● **EXERCISE SET**:
• 1. In the passage about the Covid-19 relief bill, how many American Airlines colleagues had received WARN notices the previous month?
• 2. Write a continuation of the passage about the Covid-19 relief bill, picking up after its final sentence.

● **EXERCISE PASSAGE**:
⁂

Psaki said Monday that Treasury Secretary Yellen was “laser” focused on making sure the $1,400 checks included in the bill will get out “as quickly as possible.”
When President Trump signed the last relief bill in December, the $600 checks in the package began rolling out two days later, and most were sent to Americans over the following two weeks.
White House Covid-19 senior adviser Andy Slavitt told MSNBC that the bill brings a "sigh of relief" to the country.
"When this gets to the President's desk and it is signed, it is really going to be monumental in terms of allowing Americans to breathe a big sigh of relief," Slavitt said. "Not that Covid-19 is over, but we will now have the resources to support Americans through the next stages."
It's not just White House officials and Congress celebrating the news – American Airlines told its "13,000 colleagues who received Worker Adjustment and Retraining Notification (WARN) notices last month, those are happily canceled – you can tear them up" in a letter from Chairman and CEO Doug Parker and President Robert Isom.
"Congress has saved thousands of airline jobs, preserved the livelihoods of our hard-working team members and helped position the industry to play a central role in the nation’s recovery from COVID-19," the company said in a statement.

⁂

● **SUPPLIED ENTRIES**:
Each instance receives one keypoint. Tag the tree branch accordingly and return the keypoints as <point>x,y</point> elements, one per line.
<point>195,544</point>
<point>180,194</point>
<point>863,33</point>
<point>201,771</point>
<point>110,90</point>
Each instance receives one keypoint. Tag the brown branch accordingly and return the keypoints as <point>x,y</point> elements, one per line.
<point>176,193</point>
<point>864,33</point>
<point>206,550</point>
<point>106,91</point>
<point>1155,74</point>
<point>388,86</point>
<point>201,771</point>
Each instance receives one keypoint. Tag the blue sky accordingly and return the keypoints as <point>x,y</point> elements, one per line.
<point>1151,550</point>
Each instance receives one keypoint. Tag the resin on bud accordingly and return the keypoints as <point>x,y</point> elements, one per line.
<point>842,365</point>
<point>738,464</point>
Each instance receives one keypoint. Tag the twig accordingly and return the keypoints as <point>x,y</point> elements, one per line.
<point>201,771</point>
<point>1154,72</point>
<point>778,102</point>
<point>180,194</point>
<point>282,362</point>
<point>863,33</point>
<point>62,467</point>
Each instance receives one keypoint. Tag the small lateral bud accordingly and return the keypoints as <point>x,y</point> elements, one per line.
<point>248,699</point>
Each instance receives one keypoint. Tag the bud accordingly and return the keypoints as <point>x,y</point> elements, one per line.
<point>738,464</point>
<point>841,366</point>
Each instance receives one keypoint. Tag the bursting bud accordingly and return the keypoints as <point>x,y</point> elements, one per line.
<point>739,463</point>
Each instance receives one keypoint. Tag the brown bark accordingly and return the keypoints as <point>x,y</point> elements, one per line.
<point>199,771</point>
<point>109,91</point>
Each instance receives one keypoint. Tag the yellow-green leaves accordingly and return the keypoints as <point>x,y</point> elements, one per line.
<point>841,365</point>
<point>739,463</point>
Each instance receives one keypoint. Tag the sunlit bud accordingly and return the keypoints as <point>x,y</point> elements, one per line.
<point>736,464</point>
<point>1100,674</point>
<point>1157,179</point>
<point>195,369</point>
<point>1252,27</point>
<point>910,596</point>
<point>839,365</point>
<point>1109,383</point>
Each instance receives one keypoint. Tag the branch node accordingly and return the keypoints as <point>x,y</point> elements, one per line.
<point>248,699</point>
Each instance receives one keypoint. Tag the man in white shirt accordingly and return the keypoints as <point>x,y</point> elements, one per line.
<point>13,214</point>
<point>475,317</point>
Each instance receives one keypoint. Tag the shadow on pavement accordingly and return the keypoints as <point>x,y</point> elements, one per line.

⁂

● **RESPONSES**:
• 1. 13,000

• 2.
Democrats and President Biden have also touted the bill as a revolutionary measure to combatting poverty in America. A study from the nonpartisan Urban Institute and Brookings Institution Tax Policy Center found that the poorest 20% of Americans would receive a 20% income increase.
The bill will also cut child poverty in half, according to the president, by expanding a child tax credit program to more families and increasing the tax credit. Families with children would receive, on average, a tax cut of over $6,000, according to the study.
"The Biden American Rescue Plan is about the children," Speaker Pelosi said before the vote. "How do you say no to lifting 50% of improvised children in America out of poverty?"
Sen. Bernie Sanders (I-VT), a leading progressive voice in the Democratic caucus and the Senate Budget Chairman, called the bill “the most significant piece of legislation to benefit working people in the modern history of this country.”
Republicans opposed the American Rescue Plan, lambasting it as wasteful spending.
"The Senate has never spent $2 trillion in a more haphazard way," said Senate Minority Leader Mitch McConnell (R-KY), adding of Democrats: "Their top priority wasn’t pandemic relief. It was their Washington wish list.”
Despite Republican opposition, polling shows that the American Rescue Plan enjoys widespread bipartisan support.
According to a recent Pew Research survey, 70% of Americans support the package, including 41% of Republicans. The bill has immense backing from Democrats and those who lean Democratic, with 94% support.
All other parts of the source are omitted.